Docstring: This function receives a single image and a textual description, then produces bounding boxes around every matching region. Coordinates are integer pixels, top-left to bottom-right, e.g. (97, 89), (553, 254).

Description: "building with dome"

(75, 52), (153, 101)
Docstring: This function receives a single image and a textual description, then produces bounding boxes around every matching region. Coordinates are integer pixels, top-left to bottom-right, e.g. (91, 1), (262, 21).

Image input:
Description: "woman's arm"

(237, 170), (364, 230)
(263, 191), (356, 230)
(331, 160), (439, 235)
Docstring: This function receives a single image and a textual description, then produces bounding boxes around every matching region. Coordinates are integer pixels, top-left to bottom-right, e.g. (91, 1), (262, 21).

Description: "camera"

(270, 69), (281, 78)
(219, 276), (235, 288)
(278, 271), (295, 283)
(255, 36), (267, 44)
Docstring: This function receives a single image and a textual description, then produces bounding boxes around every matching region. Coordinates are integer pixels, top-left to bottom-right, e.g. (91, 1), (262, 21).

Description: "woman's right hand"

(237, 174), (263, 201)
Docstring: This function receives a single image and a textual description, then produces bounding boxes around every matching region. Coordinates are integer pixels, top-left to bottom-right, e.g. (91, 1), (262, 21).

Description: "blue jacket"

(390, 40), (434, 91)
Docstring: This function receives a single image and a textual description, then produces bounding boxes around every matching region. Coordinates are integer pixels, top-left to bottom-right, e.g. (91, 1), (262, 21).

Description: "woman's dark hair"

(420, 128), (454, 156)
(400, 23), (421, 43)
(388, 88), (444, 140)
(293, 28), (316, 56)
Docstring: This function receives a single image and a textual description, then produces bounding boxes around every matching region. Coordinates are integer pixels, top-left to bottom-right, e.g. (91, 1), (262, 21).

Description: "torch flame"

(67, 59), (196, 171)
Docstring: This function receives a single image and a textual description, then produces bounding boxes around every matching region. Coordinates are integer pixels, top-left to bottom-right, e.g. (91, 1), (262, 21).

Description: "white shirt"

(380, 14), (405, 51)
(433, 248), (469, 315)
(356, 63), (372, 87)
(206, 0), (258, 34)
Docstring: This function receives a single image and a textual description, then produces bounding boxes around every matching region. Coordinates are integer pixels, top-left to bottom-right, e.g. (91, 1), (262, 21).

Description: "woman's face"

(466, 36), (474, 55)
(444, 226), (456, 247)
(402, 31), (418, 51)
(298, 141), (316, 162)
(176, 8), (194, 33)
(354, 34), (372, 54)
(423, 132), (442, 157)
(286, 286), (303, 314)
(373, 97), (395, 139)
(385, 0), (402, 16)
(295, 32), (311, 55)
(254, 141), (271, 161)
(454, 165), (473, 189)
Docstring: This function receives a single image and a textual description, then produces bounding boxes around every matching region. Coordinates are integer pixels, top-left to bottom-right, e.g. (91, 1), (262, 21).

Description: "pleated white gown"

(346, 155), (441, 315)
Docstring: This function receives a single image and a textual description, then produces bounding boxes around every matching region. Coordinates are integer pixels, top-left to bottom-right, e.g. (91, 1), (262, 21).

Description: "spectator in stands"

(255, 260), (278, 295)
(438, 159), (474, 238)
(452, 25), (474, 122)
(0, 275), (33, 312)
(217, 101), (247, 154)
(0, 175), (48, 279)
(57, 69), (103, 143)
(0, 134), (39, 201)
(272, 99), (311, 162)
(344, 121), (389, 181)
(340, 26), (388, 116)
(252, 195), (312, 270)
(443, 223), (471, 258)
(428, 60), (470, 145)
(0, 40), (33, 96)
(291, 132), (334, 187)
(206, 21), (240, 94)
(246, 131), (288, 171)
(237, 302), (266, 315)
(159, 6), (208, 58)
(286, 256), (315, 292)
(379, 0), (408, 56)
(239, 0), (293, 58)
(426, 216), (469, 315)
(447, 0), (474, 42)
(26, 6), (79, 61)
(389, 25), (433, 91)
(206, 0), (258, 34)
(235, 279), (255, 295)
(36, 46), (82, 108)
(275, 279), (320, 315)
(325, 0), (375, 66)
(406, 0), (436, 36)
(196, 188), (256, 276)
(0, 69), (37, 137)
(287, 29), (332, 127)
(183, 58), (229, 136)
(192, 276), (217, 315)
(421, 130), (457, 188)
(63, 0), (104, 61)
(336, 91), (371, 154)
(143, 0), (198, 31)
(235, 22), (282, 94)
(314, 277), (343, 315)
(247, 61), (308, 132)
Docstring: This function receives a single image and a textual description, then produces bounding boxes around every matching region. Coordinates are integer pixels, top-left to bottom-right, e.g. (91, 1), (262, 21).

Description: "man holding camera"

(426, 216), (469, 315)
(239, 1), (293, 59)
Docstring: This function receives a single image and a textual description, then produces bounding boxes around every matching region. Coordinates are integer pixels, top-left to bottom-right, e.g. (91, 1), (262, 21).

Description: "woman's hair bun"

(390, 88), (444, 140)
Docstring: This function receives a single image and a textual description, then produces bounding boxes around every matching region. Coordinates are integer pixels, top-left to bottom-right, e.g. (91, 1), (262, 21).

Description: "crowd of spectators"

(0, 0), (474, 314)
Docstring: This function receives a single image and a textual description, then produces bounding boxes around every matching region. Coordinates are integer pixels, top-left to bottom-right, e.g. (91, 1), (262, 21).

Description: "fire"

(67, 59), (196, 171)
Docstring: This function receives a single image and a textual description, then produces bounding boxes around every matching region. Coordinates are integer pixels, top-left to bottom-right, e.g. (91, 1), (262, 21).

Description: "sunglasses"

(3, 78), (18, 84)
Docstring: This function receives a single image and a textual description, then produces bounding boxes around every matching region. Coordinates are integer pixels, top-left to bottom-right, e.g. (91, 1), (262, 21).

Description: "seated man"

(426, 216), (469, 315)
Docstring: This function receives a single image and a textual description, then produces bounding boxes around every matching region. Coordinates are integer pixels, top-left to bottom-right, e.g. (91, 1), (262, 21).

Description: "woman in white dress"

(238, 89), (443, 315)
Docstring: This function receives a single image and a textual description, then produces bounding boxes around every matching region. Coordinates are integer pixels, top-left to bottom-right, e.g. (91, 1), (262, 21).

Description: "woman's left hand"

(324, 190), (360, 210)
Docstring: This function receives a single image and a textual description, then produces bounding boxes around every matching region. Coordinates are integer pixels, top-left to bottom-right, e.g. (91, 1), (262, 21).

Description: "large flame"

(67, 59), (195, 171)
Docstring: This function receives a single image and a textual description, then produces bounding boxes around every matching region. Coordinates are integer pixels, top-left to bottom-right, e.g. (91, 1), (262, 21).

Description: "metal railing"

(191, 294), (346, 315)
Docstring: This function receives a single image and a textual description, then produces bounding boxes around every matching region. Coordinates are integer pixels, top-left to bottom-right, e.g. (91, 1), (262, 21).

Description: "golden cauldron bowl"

————————

*WHAT YOU SHOULD DO*. Return the lines above exactly, keeping every word.

*RESPONSE*.
Docstring: This function receives a single image and a textual description, then produces bounding boxes around every matching region. Coordinates are integer pixels, top-left to bottom-right, e.g. (97, 89), (553, 254).

Description: "building with dome"

(75, 52), (153, 101)
Docstring: This function receives a single image and a textual description, then produces bounding boxes around every matching region. Coordinates are integer pixels, top-left to bottom-right, e.g. (91, 1), (262, 21).

Image input:
Description: "woman's arm"

(237, 170), (364, 230)
(263, 191), (356, 230)
(331, 160), (439, 235)
Docstring: This function receives a single image and a textual description, then produces bounding boxes around every matching region. Coordinates are integer pixels, top-left to bottom-right, e.g. (91, 1), (262, 21).

Description: "camera"

(270, 69), (281, 78)
(219, 276), (235, 288)
(278, 271), (295, 283)
(255, 36), (267, 44)
Docstring: This function receives a single image and a textual description, then produces bounding boxes around every matching region. Coordinates are integer pixels, top-left to bottom-right, e.g. (91, 1), (262, 21).

Description: "woman's right hand"

(237, 174), (263, 201)
Docstring: This function receives a single image and a textual description, then produces bounding boxes around every matching region. Coordinates are integer pixels, top-left to bottom-right, e.g. (91, 1), (262, 21).

Description: "blue jacket"

(390, 40), (434, 91)
Docstring: This function receives a single image and a textual description, then produces bounding boxes around every matching region. Coordinates are integer pixels, top-left to bottom-right, e.g. (91, 1), (262, 21).

Description: "woman's dark hair"

(420, 128), (454, 156)
(400, 23), (421, 43)
(388, 88), (444, 140)
(293, 28), (316, 56)
Docstring: This function receives a single image and a textual description, then produces bounding boxes around every matching region. Coordinates are integer pixels, top-left to bottom-right, e.g. (91, 1), (262, 21).

Description: "torch flame"

(67, 59), (196, 171)
Docstring: This function receives a single image and a textual description, then produces bounding boxes around every matching region. Coordinates are integer pixels, top-left to bottom-right, e.g. (91, 1), (262, 21).

Description: "white shirt"

(380, 14), (405, 51)
(433, 248), (469, 315)
(356, 63), (372, 87)
(206, 0), (258, 34)
Docstring: This function receives a single image and a textual description, then produces bounding boxes around every matching region. Coordinates are integer pixels, top-left to bottom-right, e.g. (91, 1), (262, 21).

Description: "woman's face"

(466, 36), (474, 55)
(444, 226), (456, 247)
(402, 31), (418, 51)
(298, 141), (316, 162)
(176, 8), (194, 33)
(354, 34), (372, 54)
(423, 132), (442, 157)
(286, 286), (303, 314)
(373, 97), (395, 139)
(385, 0), (402, 16)
(295, 32), (311, 55)
(254, 141), (271, 161)
(454, 165), (473, 189)
Docstring: This function receives a single image and a textual description, then produces bounding boxes around every matching region. Coordinates are integer pixels, top-left to bottom-right, e.g. (91, 1), (262, 21).

Description: "pleated white gown"

(346, 155), (441, 315)
Docstring: This function receives a single image and a textual description, then produces bounding boxes around every matching region. Coordinates are integer pixels, top-left to bottom-right, e.g. (91, 1), (262, 21).

Description: "spectator in stands"

(255, 260), (278, 295)
(438, 159), (474, 238)
(452, 25), (474, 122)
(0, 275), (33, 312)
(217, 101), (247, 154)
(0, 175), (48, 279)
(57, 69), (103, 143)
(0, 134), (39, 201)
(272, 99), (311, 162)
(344, 121), (389, 181)
(340, 26), (388, 116)
(252, 195), (312, 270)
(443, 223), (471, 258)
(428, 60), (470, 145)
(0, 40), (33, 96)
(291, 132), (334, 187)
(206, 21), (240, 94)
(246, 131), (288, 171)
(237, 302), (266, 315)
(159, 6), (208, 58)
(286, 256), (315, 292)
(379, 0), (408, 56)
(239, 0), (293, 58)
(426, 216), (469, 315)
(447, 0), (474, 42)
(26, 6), (79, 61)
(389, 25), (433, 91)
(206, 0), (258, 34)
(235, 279), (255, 295)
(36, 46), (82, 108)
(275, 279), (320, 315)
(325, 0), (375, 66)
(406, 0), (436, 36)
(196, 188), (256, 276)
(0, 69), (37, 137)
(287, 29), (332, 127)
(183, 58), (229, 136)
(192, 276), (217, 315)
(421, 130), (457, 188)
(63, 0), (104, 61)
(336, 91), (371, 154)
(143, 0), (198, 31)
(235, 22), (282, 94)
(314, 277), (343, 315)
(247, 61), (308, 132)
Docstring: This function receives a single image and a textual description, then produces bounding boxes around every matching region. Coordinates are integer pixels, top-left to bottom-right, e.g. (91, 1), (262, 21).

Description: "man holding camera"

(426, 216), (469, 315)
(239, 1), (293, 59)
Docstring: This function receives a single image and a textual description, then produces bounding boxes around every matching region. Coordinates are integer pixels, top-left to bottom-right, e.g. (91, 1), (262, 21).

Description: "woman's hair bun"

(390, 88), (444, 140)
Docstring: This function receives a single image and a textual description, then produces bounding boxes around every matching region. Coordinates are integer pixels, top-left to bottom-right, e.g. (91, 1), (262, 21).

Description: "crowd of spectators"

(0, 0), (474, 314)
Docstring: This function receives a single image and a textual description, then produces bounding boxes around every matching region. Coordinates are integer pixels, top-left to bottom-right, e.g. (91, 1), (262, 21).

Description: "fire"

(67, 59), (196, 171)
Docstring: This function receives a single image and a textual description, then produces bounding boxes around every matching region. Coordinates are integer pixels, top-left to bottom-right, e.g. (91, 1), (262, 21).

Description: "sunglasses"

(3, 78), (18, 84)
Docstring: This function receives a single image and a textual description, then produces bounding boxes around every matching region. Coordinates are integer pixels, top-left to bottom-right, e.g. (91, 1), (262, 21).

Description: "seated man"

(426, 216), (469, 315)
Docstring: This function receives a single image and a textual description, then produces bounding boxes around every matching region. Coordinates are integer pixels, top-left to bottom-right, e.g. (91, 1), (262, 21).

Description: "woman in white dress"

(238, 89), (443, 315)
Docstring: This function receives a single image and a textual description, then produces bounding boxes around every matching region. Coordinates are integer pixels, top-left to bottom-right, e.g. (91, 1), (262, 21).

Description: "woman's left hand"

(324, 190), (360, 210)
Docstring: This function receives a single image and a textual description, then produces bounding boxes around every matching region. Coordinates are integer pixels, top-left to bottom-right, e.g. (91, 1), (262, 21).

Description: "large flame"

(67, 59), (195, 171)
Docstring: This function receives a single image and a textual description, then produces bounding boxes around every matching region. Coordinates are integer pixels, top-left to bottom-right, e.g. (91, 1), (262, 21).

Description: "metal railing"

(191, 294), (346, 315)
Docstring: This function receives a single image and a textual description, then produces bounding boxes around every matching region. Coordinates are integer pixels, top-left to bottom-right, e.g. (91, 1), (262, 21).

Description: "golden cauldron bowl"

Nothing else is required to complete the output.